Collected data entries:

—————

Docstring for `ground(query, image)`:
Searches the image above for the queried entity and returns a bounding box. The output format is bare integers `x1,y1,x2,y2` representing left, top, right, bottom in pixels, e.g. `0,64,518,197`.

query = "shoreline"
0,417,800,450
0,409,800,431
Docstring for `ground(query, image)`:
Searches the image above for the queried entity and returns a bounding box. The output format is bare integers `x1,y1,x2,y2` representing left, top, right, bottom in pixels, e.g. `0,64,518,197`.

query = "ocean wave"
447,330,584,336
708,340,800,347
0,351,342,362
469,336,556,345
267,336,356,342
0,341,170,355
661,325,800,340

—————

(Your objective) Convert every line of the data into a JSON list of strings, one string per line, skipping blank lines.

(Exercise solution)
[
  "Docstring for `ground(query, image)`:",
  "Searches the image above for the queried entity and returns a bounding box. The output format is bare integers `x1,y1,x2,y2` representing left, top, right, bottom in pixels, e.g. `0,64,518,197`.",
  "query = \"shoreline\"",
  "0,417,800,450",
  "0,409,800,431",
  "Docstring for `ground(query, image)`:",
  "Searches the image above for the queried entity and returns a bounding box. The output format is bare integers `x1,y1,x2,y2` representing left, top, right, bottom in pixels, e.g. `0,64,518,197`.",
  "query = \"ocean wave\"",
  "447,330,584,336",
  "708,340,800,347",
  "0,351,342,362",
  "469,336,556,345",
  "267,336,356,342",
  "0,341,170,355",
  "661,325,800,340"
]